[Exercise aim]: Every record needs to be restated word for word.

Items from a dataset:
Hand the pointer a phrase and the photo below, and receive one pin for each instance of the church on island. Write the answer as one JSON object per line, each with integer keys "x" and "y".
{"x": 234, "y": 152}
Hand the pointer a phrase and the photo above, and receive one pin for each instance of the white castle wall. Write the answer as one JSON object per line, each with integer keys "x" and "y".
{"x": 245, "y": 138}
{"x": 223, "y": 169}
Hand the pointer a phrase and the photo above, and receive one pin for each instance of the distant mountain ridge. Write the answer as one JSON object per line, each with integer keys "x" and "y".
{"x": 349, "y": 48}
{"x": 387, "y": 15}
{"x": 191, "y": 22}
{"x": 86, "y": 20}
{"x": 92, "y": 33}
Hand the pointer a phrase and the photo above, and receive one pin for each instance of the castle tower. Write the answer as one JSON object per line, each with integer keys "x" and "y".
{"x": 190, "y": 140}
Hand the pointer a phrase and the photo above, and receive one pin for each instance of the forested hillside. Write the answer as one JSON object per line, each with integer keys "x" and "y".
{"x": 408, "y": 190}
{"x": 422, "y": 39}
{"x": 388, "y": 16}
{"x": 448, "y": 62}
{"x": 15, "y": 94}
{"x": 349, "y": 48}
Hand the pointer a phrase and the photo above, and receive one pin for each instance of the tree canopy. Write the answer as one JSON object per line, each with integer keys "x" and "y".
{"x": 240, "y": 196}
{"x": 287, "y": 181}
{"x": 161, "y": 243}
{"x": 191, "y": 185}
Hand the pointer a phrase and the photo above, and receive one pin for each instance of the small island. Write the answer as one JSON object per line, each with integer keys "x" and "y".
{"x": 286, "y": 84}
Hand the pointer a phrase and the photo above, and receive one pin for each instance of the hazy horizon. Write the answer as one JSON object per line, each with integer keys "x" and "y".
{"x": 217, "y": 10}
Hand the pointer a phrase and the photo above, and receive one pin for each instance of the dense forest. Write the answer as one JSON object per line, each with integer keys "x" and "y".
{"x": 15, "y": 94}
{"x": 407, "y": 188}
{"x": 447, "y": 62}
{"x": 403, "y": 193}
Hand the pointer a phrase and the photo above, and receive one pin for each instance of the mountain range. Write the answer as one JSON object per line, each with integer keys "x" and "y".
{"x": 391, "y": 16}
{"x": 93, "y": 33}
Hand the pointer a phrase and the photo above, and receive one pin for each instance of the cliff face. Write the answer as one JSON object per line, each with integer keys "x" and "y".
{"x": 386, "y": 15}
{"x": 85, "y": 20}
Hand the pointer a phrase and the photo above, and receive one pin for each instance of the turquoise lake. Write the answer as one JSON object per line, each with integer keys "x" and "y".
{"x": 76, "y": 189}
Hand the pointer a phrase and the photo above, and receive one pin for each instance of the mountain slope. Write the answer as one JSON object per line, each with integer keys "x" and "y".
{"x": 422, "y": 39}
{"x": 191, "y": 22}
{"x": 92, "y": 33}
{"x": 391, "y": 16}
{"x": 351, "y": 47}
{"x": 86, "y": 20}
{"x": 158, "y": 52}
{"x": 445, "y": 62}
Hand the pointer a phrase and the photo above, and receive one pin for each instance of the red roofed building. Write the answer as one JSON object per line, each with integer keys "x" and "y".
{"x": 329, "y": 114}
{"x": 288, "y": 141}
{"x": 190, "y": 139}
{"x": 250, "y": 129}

[Answer to the problem]:
Hand the pointer a phrase and the photo below, and receive one pin for each instance of the church on island. Write the answer as one JSON object per line, each with integer keys "x" and "y".
{"x": 234, "y": 152}
Hand the pointer a phrase and the photo above, and receive one pin for each instance of the white castle wall. Write the answer as one JSON object per line, each with integer keys "x" and "y".
{"x": 245, "y": 138}
{"x": 223, "y": 169}
Hand the pointer a phrase and the photo above, and receive one pin for each instance of the distant mountain ridge. Write the answer as one JSON object per line, each with integer keys "x" and "y".
{"x": 349, "y": 48}
{"x": 387, "y": 15}
{"x": 191, "y": 22}
{"x": 86, "y": 20}
{"x": 92, "y": 33}
Hand the pointer a phrase and the photo above, and receive one pin for each instance of the castle tower. Write the answer as one JSON object per line, each with integer keys "x" and "y".
{"x": 190, "y": 140}
Hand the pointer a phrase and the photo above, and receive one pin for each instance of the forested hillside. Write the answer as one JSON object per line, each with integer keys "x" and "y".
{"x": 408, "y": 190}
{"x": 422, "y": 39}
{"x": 388, "y": 16}
{"x": 448, "y": 62}
{"x": 15, "y": 94}
{"x": 349, "y": 48}
Hand the pointer a phrase and the photo above, and receive one pin for each instance of the tree canopy. Write the answer as one JSON object per line, each with integer keys "x" and "y".
{"x": 240, "y": 196}
{"x": 287, "y": 181}
{"x": 161, "y": 243}
{"x": 191, "y": 185}
Hand the pointer a phrase and the photo above, and receive one pin for each instance of the small island. Write the answer as one JSON object per line, each with integer keys "x" and "y".
{"x": 286, "y": 84}
Hand the pointer a phrase and the photo above, and receive one pin for each instance of the hazy horizon. Write the answer as one JSON object per line, each with integer keys "x" and "y".
{"x": 217, "y": 10}
Hand the pointer a phrase and the photo above, and receive one pin for each instance of the dense forest. Write the answer as one JSON object per line, each with integer keys "x" and "y".
{"x": 15, "y": 94}
{"x": 407, "y": 188}
{"x": 447, "y": 62}
{"x": 403, "y": 193}
Hand the pointer a phrase and the photo above, and receive one pin for each instance of the mountain range. Write the answer as one JSON object per line, each with integer keys "x" and "y".
{"x": 391, "y": 16}
{"x": 93, "y": 33}
Hand the pointer a phrase and the photo above, and receive one pin for each instance of the cliff face. Write the answer as one JSON object per line, each with integer keys "x" and "y".
{"x": 386, "y": 15}
{"x": 85, "y": 20}
Hand the pointer a phrase and the photo above, and receive one pin for each instance of the turquoise lake. Write the answer as one JSON object per line, each with integer keys "x" and "y".
{"x": 76, "y": 189}
Hand the pointer a phrase and the photo above, and receive one pin for each instance of the mountain slope. Write the answer as one JSON object per line, each with integer keys "x" and "y".
{"x": 422, "y": 39}
{"x": 191, "y": 22}
{"x": 92, "y": 33}
{"x": 391, "y": 16}
{"x": 351, "y": 47}
{"x": 86, "y": 20}
{"x": 158, "y": 52}
{"x": 445, "y": 62}
Hand the pointer a phrase and the photo above, and receive one pin for each instance of the red roofed building. Write the answer as one JSON object per line, each with integer keys "x" and "y".
{"x": 329, "y": 114}
{"x": 288, "y": 141}
{"x": 190, "y": 139}
{"x": 250, "y": 129}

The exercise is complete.